EXCERPT PROVIDED

By Andrius Sytas
VILNIUS, March 6 (Reuters) – Five people will stand trial in Lithuania for their suspected role in a case involving a series of exploding parcels in Europe in 2024, facing up to 10 years in prison if found guilty, the country’s deputy general prosecutor said on Friday.
Lithuanian investigators have said the packages, carried by freight groups DHL and DPD, detonated in Germany, Britain and Poland as part of a Russian military intelligence plot seeking to trigger explosions on cargo flights to the United States.
The five suspects were citizens of Russia, Ukraine and Lithuania and were being accused of terrorism, Lithuania’s Deputy General Prosecutor Arturas Urbelis told a press conference.
It was not immediately clear how the suspects pleaded to the charges, and a spokesperson for the prosecutor’s office declined to comment.
Russia’s defence ministry, in charge of military intelligence, did not immediately respond to a request for comment. Moscow has previously denied accusations of targeting Western nations, often describing them as examples of Russophobia.
Governments and intelligence agencies in Europe have previously pointed to Moscow as the likely source of a series of fires and acts of sabotage aimed at destabilising allies of Ukraine.
Lithuania last year said four parcels with “self-made, explosive-incendiary charges” had been mailed from Vilnius on July 19, 2024.
“The crimes were organised and curated by Russian citizens connected with Russian military intelligence agencies,” Saulius Briginas, deputy head of Lithuania’s Criminal Police Bureau, said on Friday.
One of the parcels, shipped with DHL, caught fire at Leipzig airport in eastern Germany, shortly before it was due to be loaded onto a DHL plane bound for Britain, Lithuania said.
A second parcel exploded on a DPD truck as it was crossing Poland, while the third detonated in a DHL warehouse in Birmingham, England.
The fourth parcel, which was also being transported on a DPD truck in Poland, failed to ignite due to a malfunction, investigators said. No one was injured in the incidents.

DATA TO EXAMINE

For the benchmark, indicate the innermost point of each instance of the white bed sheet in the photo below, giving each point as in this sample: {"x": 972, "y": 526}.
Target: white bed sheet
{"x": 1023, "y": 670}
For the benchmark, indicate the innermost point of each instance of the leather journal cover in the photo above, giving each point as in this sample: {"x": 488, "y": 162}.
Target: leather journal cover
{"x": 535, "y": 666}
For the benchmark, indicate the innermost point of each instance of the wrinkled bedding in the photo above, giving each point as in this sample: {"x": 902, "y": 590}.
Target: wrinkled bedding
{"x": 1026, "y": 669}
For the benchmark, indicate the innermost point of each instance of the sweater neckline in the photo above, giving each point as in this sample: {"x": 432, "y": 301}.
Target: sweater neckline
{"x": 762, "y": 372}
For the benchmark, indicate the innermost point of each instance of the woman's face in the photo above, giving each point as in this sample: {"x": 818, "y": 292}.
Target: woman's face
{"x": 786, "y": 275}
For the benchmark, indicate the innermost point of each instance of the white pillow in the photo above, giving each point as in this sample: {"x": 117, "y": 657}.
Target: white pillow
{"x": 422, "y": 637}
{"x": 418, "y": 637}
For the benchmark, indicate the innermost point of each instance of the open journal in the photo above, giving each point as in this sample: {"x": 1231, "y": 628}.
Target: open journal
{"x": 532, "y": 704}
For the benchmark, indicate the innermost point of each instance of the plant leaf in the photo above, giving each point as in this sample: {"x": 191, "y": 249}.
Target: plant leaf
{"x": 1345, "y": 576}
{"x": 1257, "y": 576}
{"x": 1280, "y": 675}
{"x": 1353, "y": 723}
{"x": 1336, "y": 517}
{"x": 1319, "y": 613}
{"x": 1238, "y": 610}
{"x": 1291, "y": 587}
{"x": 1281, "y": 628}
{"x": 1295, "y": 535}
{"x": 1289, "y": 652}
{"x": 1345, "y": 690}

...

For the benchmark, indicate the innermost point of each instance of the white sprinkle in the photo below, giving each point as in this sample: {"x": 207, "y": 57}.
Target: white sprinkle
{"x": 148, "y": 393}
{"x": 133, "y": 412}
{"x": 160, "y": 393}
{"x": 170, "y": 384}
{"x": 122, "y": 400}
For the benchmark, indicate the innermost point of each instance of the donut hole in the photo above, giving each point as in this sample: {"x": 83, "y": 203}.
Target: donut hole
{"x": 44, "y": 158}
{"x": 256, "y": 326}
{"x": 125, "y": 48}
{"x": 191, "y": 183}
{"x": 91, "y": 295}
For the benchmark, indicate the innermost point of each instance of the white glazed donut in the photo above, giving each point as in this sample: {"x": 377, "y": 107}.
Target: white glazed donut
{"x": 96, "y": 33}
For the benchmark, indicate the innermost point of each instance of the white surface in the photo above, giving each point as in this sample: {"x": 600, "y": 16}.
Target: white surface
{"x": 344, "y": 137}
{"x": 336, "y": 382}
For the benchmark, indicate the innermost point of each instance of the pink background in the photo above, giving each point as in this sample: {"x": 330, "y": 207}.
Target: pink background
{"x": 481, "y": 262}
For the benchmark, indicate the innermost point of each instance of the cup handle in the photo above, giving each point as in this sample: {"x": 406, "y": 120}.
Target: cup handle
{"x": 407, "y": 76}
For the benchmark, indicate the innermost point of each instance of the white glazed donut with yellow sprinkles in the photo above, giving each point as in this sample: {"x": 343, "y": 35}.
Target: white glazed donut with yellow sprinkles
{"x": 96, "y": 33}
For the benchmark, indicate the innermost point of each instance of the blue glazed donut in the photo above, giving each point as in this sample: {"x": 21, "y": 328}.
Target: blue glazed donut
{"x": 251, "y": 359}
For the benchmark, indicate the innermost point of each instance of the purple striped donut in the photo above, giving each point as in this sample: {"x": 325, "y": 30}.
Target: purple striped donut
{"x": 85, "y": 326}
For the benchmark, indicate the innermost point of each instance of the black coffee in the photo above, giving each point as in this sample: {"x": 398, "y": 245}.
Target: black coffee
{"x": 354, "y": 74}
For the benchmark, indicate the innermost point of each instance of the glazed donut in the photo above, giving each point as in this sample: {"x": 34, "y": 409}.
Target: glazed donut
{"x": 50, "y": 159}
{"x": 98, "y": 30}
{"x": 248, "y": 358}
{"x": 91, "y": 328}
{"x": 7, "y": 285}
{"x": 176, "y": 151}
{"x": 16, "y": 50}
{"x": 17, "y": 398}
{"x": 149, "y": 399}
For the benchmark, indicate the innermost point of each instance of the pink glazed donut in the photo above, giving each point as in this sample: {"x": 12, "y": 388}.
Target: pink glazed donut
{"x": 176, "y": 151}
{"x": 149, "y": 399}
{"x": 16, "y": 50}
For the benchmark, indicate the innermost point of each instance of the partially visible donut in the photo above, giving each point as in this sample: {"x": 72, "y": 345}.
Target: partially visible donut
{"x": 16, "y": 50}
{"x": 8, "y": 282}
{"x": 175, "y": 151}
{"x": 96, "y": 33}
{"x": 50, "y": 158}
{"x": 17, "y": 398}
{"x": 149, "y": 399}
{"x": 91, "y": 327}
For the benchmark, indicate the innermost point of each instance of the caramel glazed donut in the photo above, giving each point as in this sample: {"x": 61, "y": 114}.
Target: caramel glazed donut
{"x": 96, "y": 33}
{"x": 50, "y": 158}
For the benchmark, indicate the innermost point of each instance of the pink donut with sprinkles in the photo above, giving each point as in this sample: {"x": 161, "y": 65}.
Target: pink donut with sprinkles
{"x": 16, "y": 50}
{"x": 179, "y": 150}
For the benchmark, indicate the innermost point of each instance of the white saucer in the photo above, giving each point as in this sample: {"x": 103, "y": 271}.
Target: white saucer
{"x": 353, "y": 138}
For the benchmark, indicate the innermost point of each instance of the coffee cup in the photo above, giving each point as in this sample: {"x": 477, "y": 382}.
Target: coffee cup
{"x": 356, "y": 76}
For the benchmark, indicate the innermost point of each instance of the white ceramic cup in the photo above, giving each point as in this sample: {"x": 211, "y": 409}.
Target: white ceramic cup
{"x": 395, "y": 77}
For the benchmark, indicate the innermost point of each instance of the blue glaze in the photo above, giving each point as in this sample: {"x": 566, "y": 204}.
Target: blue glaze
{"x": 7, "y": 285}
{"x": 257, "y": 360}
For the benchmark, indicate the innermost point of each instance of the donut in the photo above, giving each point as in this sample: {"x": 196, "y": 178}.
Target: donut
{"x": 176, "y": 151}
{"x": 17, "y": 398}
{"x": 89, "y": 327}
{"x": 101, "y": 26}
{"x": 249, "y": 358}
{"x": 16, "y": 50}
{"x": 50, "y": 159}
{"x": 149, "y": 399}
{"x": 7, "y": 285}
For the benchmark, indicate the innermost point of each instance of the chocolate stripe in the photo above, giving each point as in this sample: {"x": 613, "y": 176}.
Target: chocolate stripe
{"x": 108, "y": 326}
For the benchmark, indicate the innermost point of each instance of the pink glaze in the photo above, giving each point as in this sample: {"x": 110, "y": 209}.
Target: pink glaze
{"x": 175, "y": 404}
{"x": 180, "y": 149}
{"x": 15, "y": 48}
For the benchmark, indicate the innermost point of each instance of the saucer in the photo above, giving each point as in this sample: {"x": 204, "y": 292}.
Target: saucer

DIRECTIONS FOR THIS TASK
According to the report on the exploding parcels, where did the third parcel detonate? The lines are separate material, unconnected to the report on the exploding parcels.

SOLUTION TO THIS PROBLEM
It detonated in a DHL warehouse in Birmingham, England.